It is actually the link step that is typically the bottleneck, as that 
does not easily run in parallel.

When the "data.bin" file changes, your make (or other build system) will 
see the change and use xxd (or whatever) to generate data.c, and then 
compile that to data.o.  It's done once, whenever data.bin changes. 
It's the linking that has to be done at every build of the executable, 
whether "data.bin" changes or not.

> 
> That is what #embed helps to address. At least, if it takes the fast 
> path that has been discussed. But implemented naively, or the fast path 
> is not viable, then it can be just as slow as compiling that 
> xxd-generated C.
> 
> It will at least however have eliminated that xxd step.

Yes - it makes things a little neater and self-contained.  I don't see 
it as a game-changed, but if you want to avoid make, you might like it.

> 
> The only translation going on here might be:
> 
> * Expanding a binary file to text, or tokens (if #embed is done poorly)
> * Parsing that text or tokens into the compiler's internal rep
> 
> But all that is happening inside the compiler.
> 
> It might be that when xxd /is/ used, there might be a faster program to 
> do the same thing, but I've not heard anyone say xxd's speed is a 
> problem, only that it's a nuisance to do.
> 
>

§ Records provided
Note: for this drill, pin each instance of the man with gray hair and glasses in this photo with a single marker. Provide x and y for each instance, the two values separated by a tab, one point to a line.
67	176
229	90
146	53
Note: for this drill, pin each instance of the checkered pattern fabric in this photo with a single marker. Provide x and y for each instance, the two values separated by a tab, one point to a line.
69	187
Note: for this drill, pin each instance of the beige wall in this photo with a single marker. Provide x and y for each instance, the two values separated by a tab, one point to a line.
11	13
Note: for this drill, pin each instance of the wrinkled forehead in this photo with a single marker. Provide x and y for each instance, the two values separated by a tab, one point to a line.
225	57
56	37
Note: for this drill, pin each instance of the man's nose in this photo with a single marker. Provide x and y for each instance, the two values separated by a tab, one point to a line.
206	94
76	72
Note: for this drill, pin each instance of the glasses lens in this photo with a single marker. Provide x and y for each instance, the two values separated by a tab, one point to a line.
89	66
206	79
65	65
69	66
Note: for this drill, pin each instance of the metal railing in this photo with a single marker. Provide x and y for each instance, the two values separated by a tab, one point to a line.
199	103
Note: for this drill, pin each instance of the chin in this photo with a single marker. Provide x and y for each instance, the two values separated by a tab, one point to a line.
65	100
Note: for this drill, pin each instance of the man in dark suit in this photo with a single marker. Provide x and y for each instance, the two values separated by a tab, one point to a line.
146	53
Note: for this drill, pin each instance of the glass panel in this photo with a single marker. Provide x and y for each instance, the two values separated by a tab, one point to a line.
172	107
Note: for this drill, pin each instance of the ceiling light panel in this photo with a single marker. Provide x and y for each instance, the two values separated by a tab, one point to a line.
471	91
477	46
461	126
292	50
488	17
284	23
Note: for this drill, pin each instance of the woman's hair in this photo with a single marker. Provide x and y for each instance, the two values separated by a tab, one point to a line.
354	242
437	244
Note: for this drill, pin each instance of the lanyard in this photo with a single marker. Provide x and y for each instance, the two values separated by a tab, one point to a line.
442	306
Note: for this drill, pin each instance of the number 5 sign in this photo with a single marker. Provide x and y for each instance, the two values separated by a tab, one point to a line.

§ Work instructions
According to the forum excerpt above, which build step has to be done at every build of the executable, whether or not "data.bin" changes?

§ Solved problem
The linking step.